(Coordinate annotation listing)
==============================

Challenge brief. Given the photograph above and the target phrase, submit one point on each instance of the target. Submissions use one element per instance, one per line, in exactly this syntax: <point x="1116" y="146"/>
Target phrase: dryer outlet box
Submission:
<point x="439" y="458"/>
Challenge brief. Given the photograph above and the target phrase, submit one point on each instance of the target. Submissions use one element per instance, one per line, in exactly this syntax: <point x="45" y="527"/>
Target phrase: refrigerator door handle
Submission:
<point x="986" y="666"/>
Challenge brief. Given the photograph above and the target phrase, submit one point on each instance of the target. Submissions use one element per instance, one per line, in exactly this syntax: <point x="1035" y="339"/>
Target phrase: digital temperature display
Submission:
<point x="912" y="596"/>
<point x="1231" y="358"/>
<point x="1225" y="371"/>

==============================

**EXERCISE AIM:** Copy out every line of the listing above, unchanged.

**THE REPLY:**
Challenge brief. Given the photograph above and the target phrase, submit one point on each instance of the target. Submissions use one element per instance, one per line, in exactly this syntax: <point x="1116" y="146"/>
Target phrase: dryer outlet box
Submission:
<point x="439" y="458"/>
Challenge brief. Given the photograph above and the target phrase, submit one point on each instance of the target. Submissions use one element per instance, one per line, in exactly this syntax: <point x="45" y="527"/>
Target phrase: refrigerator door handle
Submission:
<point x="986" y="666"/>
Challenge brief. Given the photograph above and the target phrase, submit one point on each instance of the target. Submissions use one element per instance, one per line, in exactly this syntax: <point x="1035" y="339"/>
Target phrase: digital temperature display
Submission:
<point x="912" y="596"/>
<point x="1231" y="358"/>
<point x="1225" y="371"/>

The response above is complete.